-------- GIVEN RECORDS

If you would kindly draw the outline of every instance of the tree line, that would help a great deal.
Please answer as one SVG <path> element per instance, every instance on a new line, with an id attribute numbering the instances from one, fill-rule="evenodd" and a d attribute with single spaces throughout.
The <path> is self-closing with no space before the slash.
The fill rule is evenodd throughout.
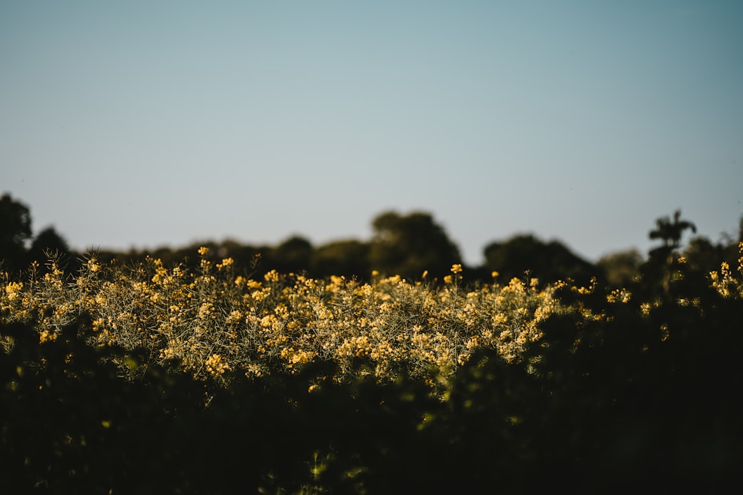
<path id="1" fill-rule="evenodd" d="M 669 219 L 664 221 L 672 223 Z M 507 283 L 514 277 L 528 276 L 543 283 L 570 279 L 588 284 L 596 279 L 610 286 L 631 283 L 649 260 L 638 251 L 629 250 L 591 263 L 557 240 L 519 234 L 488 243 L 483 251 L 483 264 L 470 266 L 463 263 L 459 248 L 429 213 L 388 211 L 374 218 L 372 227 L 372 237 L 366 241 L 346 239 L 314 246 L 307 238 L 293 235 L 276 245 L 253 246 L 227 239 L 198 246 L 99 251 L 97 255 L 108 263 L 137 263 L 149 256 L 161 259 L 166 266 L 186 263 L 195 267 L 198 263 L 195 253 L 199 246 L 206 246 L 214 260 L 232 258 L 239 272 L 255 276 L 275 269 L 314 278 L 338 275 L 364 281 L 377 271 L 414 280 L 425 273 L 429 280 L 441 280 L 452 264 L 458 263 L 464 266 L 465 280 L 472 281 L 492 281 L 495 278 Z M 734 264 L 740 241 L 743 241 L 743 217 L 737 239 L 728 237 L 715 243 L 697 236 L 682 255 L 695 269 L 709 272 L 723 261 Z M 70 249 L 53 226 L 34 235 L 29 207 L 7 193 L 0 198 L 0 260 L 4 271 L 14 275 L 34 261 L 43 267 L 51 256 L 56 256 L 65 269 L 74 273 L 82 255 Z"/>

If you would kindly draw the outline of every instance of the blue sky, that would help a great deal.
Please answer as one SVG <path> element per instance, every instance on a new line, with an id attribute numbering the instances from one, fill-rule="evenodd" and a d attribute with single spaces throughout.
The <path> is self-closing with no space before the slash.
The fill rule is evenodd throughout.
<path id="1" fill-rule="evenodd" d="M 743 214 L 743 2 L 0 0 L 0 189 L 74 247 Z"/>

----------------

-- WHAT YOU SHOULD DO --
Edit the listing above so that "that would help a great deal" reads "that would be much appreciated" everywhere it appears, with nothing else changed, and leave the pictures out.

-- WORKED SOLUTION --
If you would kindly draw the outline of every instance of the tree line, that would be much appreciated.
Please answer as one SVG <path> element per instance, every instance on a new line, with an id attribute numbering the instances from one, fill-rule="evenodd" and a d attribute with single spaces throughout.
The <path> is self-closing with no space before the slash.
The fill rule is evenodd throughout.
<path id="1" fill-rule="evenodd" d="M 669 219 L 664 221 L 672 223 Z M 507 283 L 514 277 L 528 276 L 543 283 L 570 279 L 588 284 L 596 279 L 610 286 L 631 283 L 649 260 L 638 251 L 629 250 L 591 263 L 557 240 L 519 234 L 488 243 L 483 251 L 483 264 L 470 266 L 463 263 L 459 248 L 429 213 L 388 211 L 374 218 L 372 227 L 372 237 L 366 241 L 346 239 L 314 246 L 307 238 L 293 235 L 276 245 L 253 246 L 227 239 L 198 246 L 99 251 L 97 255 L 108 263 L 137 263 L 149 256 L 161 259 L 166 266 L 186 263 L 195 267 L 198 263 L 195 253 L 199 246 L 206 246 L 214 260 L 232 258 L 239 272 L 255 276 L 275 269 L 314 278 L 338 275 L 364 281 L 377 271 L 414 280 L 425 273 L 429 280 L 441 280 L 452 264 L 458 263 L 464 266 L 465 280 L 472 281 L 492 281 L 495 278 Z M 734 264 L 740 241 L 743 241 L 743 217 L 737 239 L 728 237 L 715 243 L 697 236 L 682 255 L 695 269 L 709 272 L 723 261 Z M 70 249 L 53 226 L 34 235 L 29 207 L 7 193 L 0 198 L 0 260 L 4 271 L 14 275 L 34 261 L 43 267 L 51 256 L 56 256 L 65 269 L 74 273 L 82 255 Z"/>

If you would kindly draw the outline of every instance of the blue sky, that would be much appreciated.
Please answer as one SVG <path> element per instance, every instance on a new line, with an id attribute numbering the instances from one, fill-rule="evenodd" and a d attribute with single spaces throughout.
The <path> is self-closing with no space before the slash.
The fill rule is evenodd throughout.
<path id="1" fill-rule="evenodd" d="M 743 214 L 743 2 L 0 0 L 0 189 L 74 247 Z"/>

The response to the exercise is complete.